# start of DOCUMENT

President Barack Obama inherited a sensible Asia policy from President George W. Bush seven years ago. In the years since, his administration’s policies have further strengthened America’s position in the region.
This is the first time that any presidential administration has explicitly identified Asia as the top priority of U.S. foreign policy. “I have made a deliberate and strategic decision,” Obama told the Australian parliament in a speech on November 17, 2011. “As a Pacific nation, the United States will play a larger and long-term role in shaping the region and its future.” Obama’s “pivot” to Asia — also termed the “rebalance” — has been successful on the whole, despite being underresourced and compromised by Washington’s budget battles and ongoing preoccupations in the broader Middle East.
As a result of the pivot policy, the United States is even more deeply engaged and respected throughout the region. Most Asian states are comfortable with their deepened ties with Washington. Indeed, since 2009, they have sought it, having increasingly felt the rising presence of China. The Obama pivot came in large part as a response to the growing angst about China throughout the region, as well as from the realistic recognition that the broad Indo-Asian region is the most important geoeconomic and geostrategic region in the world and for America’s broad national interests.
A year from now, at the inauguration of the 45th president of the United States, Obama’s successor will inherit a generally sound situation — barring, of course, any unforeseen events and a few potential flashpoints. Yet the next president also will confront the principal challenge of not overplaying America’s currently strong hand.
Part of this prioritization is a matter of physically showing up — something American officials have long been criticized for not doing. To date, President Obama has made nine visits to East Asia, visiting every country in the region except Brunei, Laos, Mongolia, New Zealand, and Vietnam, and he will visit Laos and Vietnam later in 2016. Hillary Clinton was a constant presence in Asia during her term as secretary of state, although John Kerry has spent far less time in the region. Secretary of Defense Ash Carter has made Asia one of his highest priorities, and during his short tenure in office he has visited the region several times.
The U.S. military has also upped its presence and deepened its partnerships and alliances across Indo-Asia. Countries that previously had no or minimal security ties with America — nations such as Indonesia, Malaysia, Myanmar, and Vietnam — have seen their defense relations with the United States established or significantly expanded. In 2013, formal defense cooperation with New Zealand resumed after a three-decade hiatus, thus reactivating their allied relationship. Even though the Philippines have been a longtime ally, actual defense collaboration had waned badly until the two countries agreed to the Enhanced Defense Cooperation Agreement in 2014. Singapore has increased its already strong defense cooperation and role in hosting the U.S. Navy at Changi Naval Base (including four new littoral combat ships) — a relationship that the U.S. government describes as a “maintenance and resupply hub for U.S. military assets.” In India, the expansion of military ties has improved relations to what both sides describe as “an all-time high,” anchored by the 2015 Ten-Year Defense Framework Agreement and the U.S.-India Joint Strategic Vision for the Asia-Pacific and Indian Ocean. The American and Indian navies now regularly exercise together in the Indian Ocean, and India has begun to purchase arms from the United States.

# end of DOCUMENT

### TASK LIST
a. In the essay on Obama's Asia pivot, in what year did formal defense cooperation between the United States and New Zealand resume?
b. Pick up the essay on Obama's Asia pivot after its final sentence and keep writing it.

# start of SUPPLIED INFORMATION

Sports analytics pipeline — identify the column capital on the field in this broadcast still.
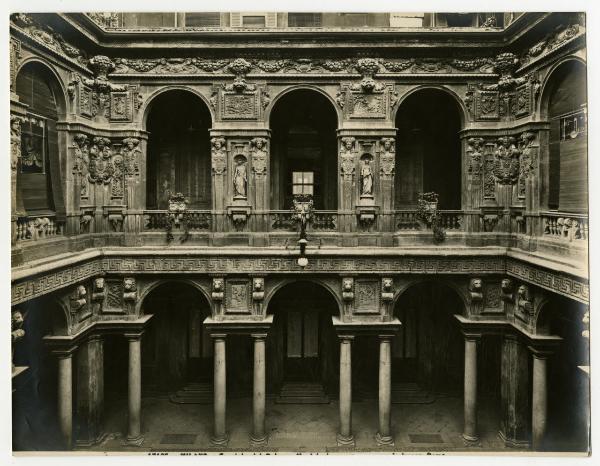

# end of SUPPLIED INFORMATION

### PER-TASK OUTPUTS
a. 2013

b.
Meanwhile, the traditional alliances with Australia, Japan, and South Korea also have been significantly expanded and deepened. In addition to the 49,000 American forces stationed in Japan and 28,500 in South Korea, the Obama administration has added 1,500 Marines in Darwin, Australia. The alliance with Thailand, however, has been strained since the 2014 military coup; as a result, Bangkok has drifted into Beijing’s ready embrace.
In enhancing these security alliances and partnerships, the Obama administration seeks to develop and improve regional security structures. As the president flew to Asia in November 2015, the White House released a lengthy statement on his Asia policy. “We are moving beyond the ‘hub and spokes’ model of the past,” it read in part, “toward a more networked architecture of cooperation among our allies and partners — including through expanded trilateral cooperation frameworks — built on shared values and interests.” This framework is a basic departure from Washington’s six-decade approach anchored solely on bilateral alliances. It should provide the United States with greater flexibility and overall influence through more diversified defense relationships throughout the region.
Beyond security ties, of particular significance has been the strengthening of American diplomatic and economic ties with the 10 member states of the Association of Southeast Asian Nations (ASEAN), individually and collectively. Southeast Asia has always been the neglected stepchild in U.S. regional diplomacy, long crying out for attention but never getting it. President Obama and his administration have reversed this longstanding neglect, with the change in attitude symbolized by hosting all 10 heads of state at the third U.S.–ASEAN summit in Sunnylands, California, on February 15, 2016.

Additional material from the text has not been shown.